YOUR ASSIGNMENT:
Give back every line of the data, word for word.
DATA LISTING section start
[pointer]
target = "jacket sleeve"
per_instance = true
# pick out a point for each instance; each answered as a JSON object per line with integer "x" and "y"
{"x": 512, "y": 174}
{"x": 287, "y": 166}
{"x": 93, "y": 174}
DATA LISTING section end
COMPLETED EXERCISE:
[pointer]
target = "jacket sleeve"
per_instance = true
# pick out a point for each instance; each answered as a JSON object per line with integer "x" and "y"
{"x": 512, "y": 174}
{"x": 287, "y": 166}
{"x": 93, "y": 174}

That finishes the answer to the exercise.